Coordinate annotation entries
>> Begin

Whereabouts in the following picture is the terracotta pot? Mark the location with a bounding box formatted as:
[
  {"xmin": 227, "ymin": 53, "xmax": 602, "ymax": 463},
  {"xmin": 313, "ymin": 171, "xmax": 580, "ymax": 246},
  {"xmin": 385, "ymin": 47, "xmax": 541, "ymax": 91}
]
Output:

>> End

YOUR INSTRUCTIONS >>
Repeat the material above line for line, without changing anything.

SOLUTION FOR THIS TASK >>
Whereabouts in the following picture is the terracotta pot? Mark the location with a bounding box formatted as:
[
  {"xmin": 227, "ymin": 53, "xmax": 602, "ymax": 463},
  {"xmin": 313, "ymin": 171, "xmax": 580, "ymax": 246},
  {"xmin": 385, "ymin": 47, "xmax": 541, "ymax": 91}
]
Output:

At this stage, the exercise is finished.